▶ **Passage shown**
At what price is beauty?
One of science fiction's most enduring themes involves a future world where everyone looks perfect but no one is happy.
One old "Twilight Zone" episode involves a young woman refusing to select the "model" body in which she'll spend the rest of her life. Another takes place in a hospital ward where doctors struggle to transform the criminally homely.
It turns out that these poor creatures are quite glamorous by our standards and the "normal" folks rather repulsive, but the point's the same.
Striving for physical beauty via surgery and other medical procedures can land you in deep crackers.
Sadly, this dilemma has left the realm of universal fantasy and entered reality. In the Oct. 19, 2006, issue of New Scientist, Rachel Nowak reports on a growing trend in America: Women and men who have had cosmetic plastic surgery and other procedures are, as a group, more likely to commit suicide than the average American. Her article is a calm-yet-damning indictment of too-eager surgeons and too-eager patients.
According to the Nowak article: "In 2005, Americans had at least 10.2 million cosmetic surgery procedures, ranging from breast implants (291,000) to liposuction (324,000), other implants, and restructuring and Botox injections. None of these procedures is risk-free and most surgeons make the physical perils clear before proceeding.
"Far less clear are the psychological aspects. Indeed, the link between suicide and cosmetic plastic surgery is only now beginning to be investigated. And what we're learning is, well, ugly."
Clearly, people who seek cosmetic surgery are unhappy with some aspect of themselves. But the unhappiness may go far deeper than body image.
According to one study, 18% of a sample of patients having these procedures were also taking drugs for psychiatric conditions such as depression, while only 5% of patients having non-cosmetic surgery were taking such medication.

▶ **Collected material**
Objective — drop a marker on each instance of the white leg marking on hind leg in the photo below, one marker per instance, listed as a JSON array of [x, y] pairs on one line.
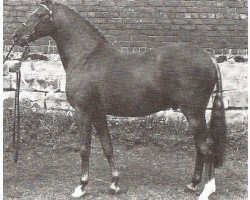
[[85, 178], [115, 188], [190, 187], [208, 189], [78, 192]]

▶ **Questions on the material**
1) According to the cosmetic surgery article, how many cosmetic surgery procedures did Americans have in 2005?
2) Write the next part of the cosmetic surgery article, picking up right after its final sentence.
These lines have no connection to the text about cosmetic surgery.

▶ **Task-by-task results**
1) At least 10.2 million.

2)
According to another study, women having breast implants were two to three times more likely to commit suicide.
There is also evidence that these women are more likely than their non-enhanced counterparts to suffer from drug and alcohol abuse. Most chilling of all: One expert estimates that people suffering from "body dysmorphic disorder" may be up to 45 times more likely to kill themselves.
Perhaps this is because the psychological benefits of these procedures are transient. After you've fixed whatever you thought was wrong with you — and you find out you're still unhappy — what next?
Clearly, cosmetic plastic surgeons and other health professionals who deliver everything from breasts to Botox need to pay far more attention to the psychological states of their patients, and recommend against or refuse procedures they feel are emotionally inappropriate. But we as a society also need to consider why this situation is blossoming now.
To say that this culture values youth and the physical attractiveness associated with it would be a magnificent understatement. But this nation's population is also aging and it must be asked whether the mass pursuit of such imagery is good for a civilization in such an unstable mental state.
At the moment, the baby boomer generation is the chief consumer of these procedures. It may turn out to be one more of that generation's excesses and a passing fad.
What people do with their bodies and their money is their own concern. But a society that confuses maturity with ugliness, as a norm, is everybody's concern.
The heroes of those "Twilight Zone" episodes chose individual ugliness and plainness over mass-produced "beauty" because they were human beings who valued their humanity as well as their uniqueness. Perhaps, once again, science fiction has something to tell us. Those considering cosmetic procedures should always keep in mind Zeus' warning to Narcissus: "Watch yourself."
Finally, we should ask ourselves: What would happen if we invested the same amount of time, energy and money in improving our internal features such as character, compassion and consideration for others?